Requirement 1 ::
Answer each question from the passage on the Kelowna housing market, one line per answer:
(a) What does the passage say the market is rejecting?
(b) According to the passage, what does more supply create?
(c) The best projects should not be built for the investor market of which year?
Requirement 2 :: Summarize the passage on the Kelowna housing market in two sentences.
Requirement 3 :: Reproduce the passage on the Kelowna housing market between "A beautiful lobby" and "infill multifamily projects.", inclusive.

Selected excerpt ::
☆ ☆ ☆ ☆
A beautiful lobby does not guarantee strong resale value.

A newer building does not automatically mean lower risk.

An older building does not automatically mean future problems.

The right building at the right price is what matters.

What This Means for Developers and Home Builders in Kelowna

There is also a clear message here for developers, home builders, and landowners looking at Kelowna infill multifamily projects.

The market is not rejecting new housing.

It is rejecting bad math.

Kelowna still needs more homes.

There is still demand for well-located condos, townhomes, rentals, and infill multifamily housing.

But the product has to match the market.

Developers and builders need to ask better questions before bringing product forward:

  • Who is the actual end buyer?
  • Is this for downsizers, first-time buyers, investors, renters, or families?
  • Does the price point match local incomes?
  • Will the monthly payment make sense?
  • Can the project compete with resale inventory?
  • Does the floor plan solve a real problem?
  • Is the location strong enough to support the price?
  • Does the project still work with today’s construction costs and financing rates?

This is especially important as Kelowna continues to grow and add more infill housing.

More supply creates more choice.

And when buyers have more choice, weak product gets exposed faster.

That does not mean developers should stop building.

It means the best projects will be the ones that are priced properly, designed well, and built for the real buyer of today — not the investor market of 2021.

New Construction Can Still Be a Great Choice

This is not an anti-new-construction message.

New construction in Kelowna can still be a smart move.
☆ ☆ ☆ ☆
Data segment ::
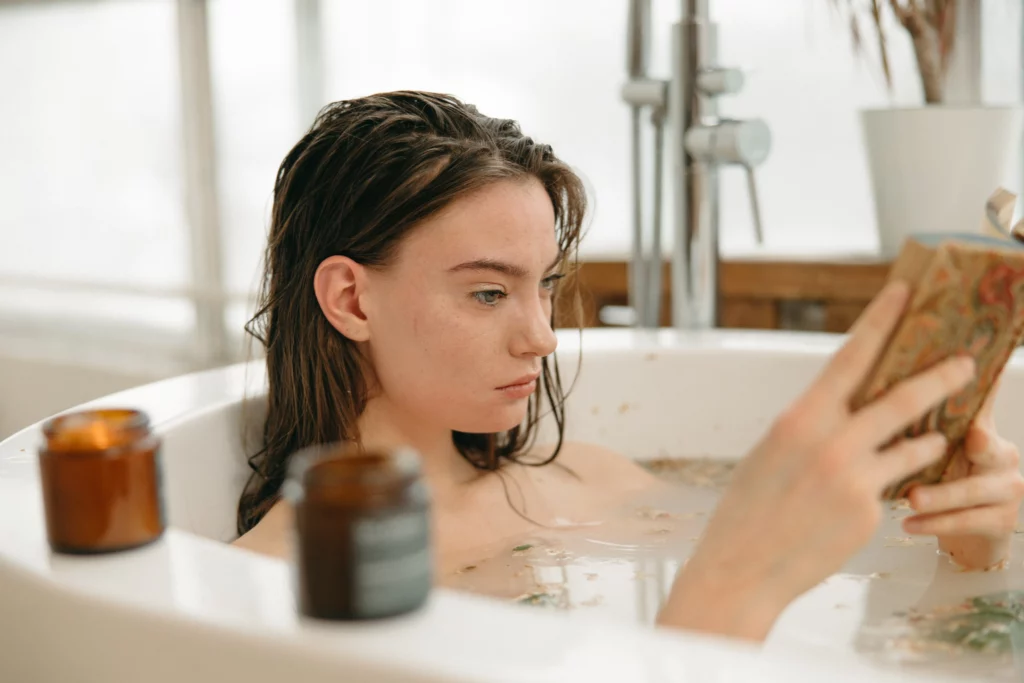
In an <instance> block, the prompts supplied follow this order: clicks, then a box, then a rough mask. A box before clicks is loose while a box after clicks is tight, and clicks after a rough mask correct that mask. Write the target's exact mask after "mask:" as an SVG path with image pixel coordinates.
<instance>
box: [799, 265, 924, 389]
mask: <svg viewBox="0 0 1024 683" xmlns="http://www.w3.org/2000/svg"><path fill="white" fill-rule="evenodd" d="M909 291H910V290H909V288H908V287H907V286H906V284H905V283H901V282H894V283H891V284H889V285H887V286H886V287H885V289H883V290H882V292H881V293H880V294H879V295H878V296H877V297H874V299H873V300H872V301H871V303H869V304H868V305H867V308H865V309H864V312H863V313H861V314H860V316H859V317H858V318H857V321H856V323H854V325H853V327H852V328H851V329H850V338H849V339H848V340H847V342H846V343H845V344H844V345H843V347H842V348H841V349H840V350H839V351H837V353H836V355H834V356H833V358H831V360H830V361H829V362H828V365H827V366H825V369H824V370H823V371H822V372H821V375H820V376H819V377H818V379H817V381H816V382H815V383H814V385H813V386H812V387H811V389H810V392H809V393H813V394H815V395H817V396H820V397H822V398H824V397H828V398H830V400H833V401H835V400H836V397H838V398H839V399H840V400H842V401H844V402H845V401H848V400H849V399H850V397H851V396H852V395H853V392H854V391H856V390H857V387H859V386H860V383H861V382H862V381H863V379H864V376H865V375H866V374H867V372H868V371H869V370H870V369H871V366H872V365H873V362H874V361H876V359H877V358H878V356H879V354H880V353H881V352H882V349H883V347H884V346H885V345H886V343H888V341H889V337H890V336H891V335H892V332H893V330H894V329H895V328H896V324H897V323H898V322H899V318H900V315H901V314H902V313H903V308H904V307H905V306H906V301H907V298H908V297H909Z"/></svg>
☆ ☆ ☆ ☆
Task response 1 ::
(a) Bad math.
(b) More choice.
(c) 2021.

Task response 2 :: The passage holds that neither a beautiful lobby nor a building's age settles its value, and that the market is rejecting bad math rather than new housing. It urges developers and builders to match price, design, and location to the real buyer of today, because more supply exposes weak product faster, while still calling new construction a smart move.

Task response 3 ::
A beautiful lobby does not guarantee strong resale value.

A newer building does not automatically mean lower risk.

An older building does not automatically mean future problems.

The right building at the right price is what matters.

What This Means for Developers and Home Builders in Kelowna

There is also a clear message here for developers, home builders, and landowners looking at Kelowna infill multifamily projects.